#### [DESCRIPTION OF THE TASK]
Could you write out every entry exactly as it stands?

——

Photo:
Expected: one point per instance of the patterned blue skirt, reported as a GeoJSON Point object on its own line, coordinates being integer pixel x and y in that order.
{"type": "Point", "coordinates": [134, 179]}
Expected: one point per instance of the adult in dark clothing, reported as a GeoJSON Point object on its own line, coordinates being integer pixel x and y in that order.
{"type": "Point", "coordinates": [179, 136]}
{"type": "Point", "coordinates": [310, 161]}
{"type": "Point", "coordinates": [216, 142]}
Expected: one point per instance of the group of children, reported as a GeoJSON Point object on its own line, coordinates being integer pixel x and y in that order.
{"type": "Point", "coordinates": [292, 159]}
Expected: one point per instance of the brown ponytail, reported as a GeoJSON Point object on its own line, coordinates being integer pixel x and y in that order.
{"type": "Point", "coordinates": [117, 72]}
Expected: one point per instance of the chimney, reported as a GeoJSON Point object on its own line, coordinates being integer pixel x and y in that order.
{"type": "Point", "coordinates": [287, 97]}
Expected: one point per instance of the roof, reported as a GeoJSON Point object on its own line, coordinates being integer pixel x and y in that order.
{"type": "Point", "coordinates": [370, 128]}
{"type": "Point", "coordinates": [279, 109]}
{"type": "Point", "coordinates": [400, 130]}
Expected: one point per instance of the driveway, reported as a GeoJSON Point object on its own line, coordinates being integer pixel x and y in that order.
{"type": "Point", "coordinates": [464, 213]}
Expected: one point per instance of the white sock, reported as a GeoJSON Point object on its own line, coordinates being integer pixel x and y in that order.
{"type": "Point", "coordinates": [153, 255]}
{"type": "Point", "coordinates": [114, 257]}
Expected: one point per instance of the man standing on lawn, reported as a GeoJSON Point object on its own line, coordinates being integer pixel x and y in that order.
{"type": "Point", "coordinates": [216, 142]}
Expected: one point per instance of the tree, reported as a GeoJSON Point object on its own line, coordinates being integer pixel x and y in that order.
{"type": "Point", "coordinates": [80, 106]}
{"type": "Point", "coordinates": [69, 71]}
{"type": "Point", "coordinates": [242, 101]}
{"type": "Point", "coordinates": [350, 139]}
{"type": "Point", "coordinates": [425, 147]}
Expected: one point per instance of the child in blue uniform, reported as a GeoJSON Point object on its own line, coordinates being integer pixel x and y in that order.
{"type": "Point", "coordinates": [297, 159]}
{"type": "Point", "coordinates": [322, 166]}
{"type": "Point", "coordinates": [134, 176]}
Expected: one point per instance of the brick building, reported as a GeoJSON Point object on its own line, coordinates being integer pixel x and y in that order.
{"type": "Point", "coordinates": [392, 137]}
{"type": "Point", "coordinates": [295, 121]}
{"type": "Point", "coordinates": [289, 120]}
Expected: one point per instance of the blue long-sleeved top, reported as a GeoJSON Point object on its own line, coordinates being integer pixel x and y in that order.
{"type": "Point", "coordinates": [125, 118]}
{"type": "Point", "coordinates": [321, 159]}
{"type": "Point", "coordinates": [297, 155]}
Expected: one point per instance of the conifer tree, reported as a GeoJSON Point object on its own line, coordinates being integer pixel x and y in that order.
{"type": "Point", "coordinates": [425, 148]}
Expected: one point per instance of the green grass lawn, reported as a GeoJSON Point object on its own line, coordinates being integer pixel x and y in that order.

——

#### [EXERCISE RESULT]
Photo:
Expected: one point per instance of the patterned blue skirt, reported as a GeoJSON Point object on its own line, coordinates being integer pixel x and y in that order.
{"type": "Point", "coordinates": [134, 179]}
Expected: one point per instance of the adult in dark clothing, reported as a GeoJSON Point object on its own line, coordinates being integer pixel x and y in that order.
{"type": "Point", "coordinates": [179, 136]}
{"type": "Point", "coordinates": [310, 161]}
{"type": "Point", "coordinates": [216, 142]}
Expected: one point per instance of the group of children, reported as a GeoJSON Point object on its own line, coordinates being integer pixel x and y in that order.
{"type": "Point", "coordinates": [292, 159]}
Expected: one point per instance of the brown ponytail, reported as a GeoJSON Point object on its own line, coordinates being integer pixel x and y in that order.
{"type": "Point", "coordinates": [117, 72]}
Expected: one point per instance of the chimney, reported as a GeoJSON Point object on its own line, coordinates being integer pixel x and y in that order.
{"type": "Point", "coordinates": [287, 97]}
Expected: one point per instance of the roof, reported as a GeoJSON Point object on its own line, coordinates being integer pixel x and y in that order.
{"type": "Point", "coordinates": [370, 128]}
{"type": "Point", "coordinates": [279, 109]}
{"type": "Point", "coordinates": [400, 130]}
Expected: one point per instance of the driveway, reported as a GeoJSON Point object on its own line, coordinates being integer pixel x and y in that order.
{"type": "Point", "coordinates": [464, 213]}
Expected: one point per instance of the white sock, reported as a GeoJSON Point object on its own line, coordinates being integer pixel x and y in that order.
{"type": "Point", "coordinates": [153, 255]}
{"type": "Point", "coordinates": [114, 257]}
Expected: one point per instance of the man standing on lawn, reported as a GeoJSON Point object on its own line, coordinates being integer pixel x and y in that order.
{"type": "Point", "coordinates": [216, 142]}
Expected: one point per instance of the tree, reported as a GeoJSON Point object on its own line, coordinates being integer pixel x and y in that order.
{"type": "Point", "coordinates": [80, 106]}
{"type": "Point", "coordinates": [69, 71]}
{"type": "Point", "coordinates": [242, 101]}
{"type": "Point", "coordinates": [350, 139]}
{"type": "Point", "coordinates": [425, 147]}
Expected: one point per instance of the child in blue uniform, reported as a GeoJSON Point object on its own line, coordinates being integer pixel x and y in that order.
{"type": "Point", "coordinates": [297, 159]}
{"type": "Point", "coordinates": [322, 166]}
{"type": "Point", "coordinates": [134, 176]}
Expected: one point per instance of the brick building, reported as a GeoJSON Point object on its own line, coordinates being integer pixel x and y in that order.
{"type": "Point", "coordinates": [392, 137]}
{"type": "Point", "coordinates": [295, 121]}
{"type": "Point", "coordinates": [289, 120]}
Expected: one point per instance of the blue long-sleeved top, reported as a GeoJSON Point object on its own line, coordinates being integer pixel x and y in that order.
{"type": "Point", "coordinates": [125, 118]}
{"type": "Point", "coordinates": [321, 159]}
{"type": "Point", "coordinates": [297, 155]}
Expected: one point per instance of the conifer tree, reported as a GeoJSON Point object on its own line, coordinates being integer pixel x and y in that order.
{"type": "Point", "coordinates": [425, 148]}
Expected: one point per instance of the green grass lawn, reported as a GeoJSON Point object on its own line, coordinates being integer pixel x and y in that order.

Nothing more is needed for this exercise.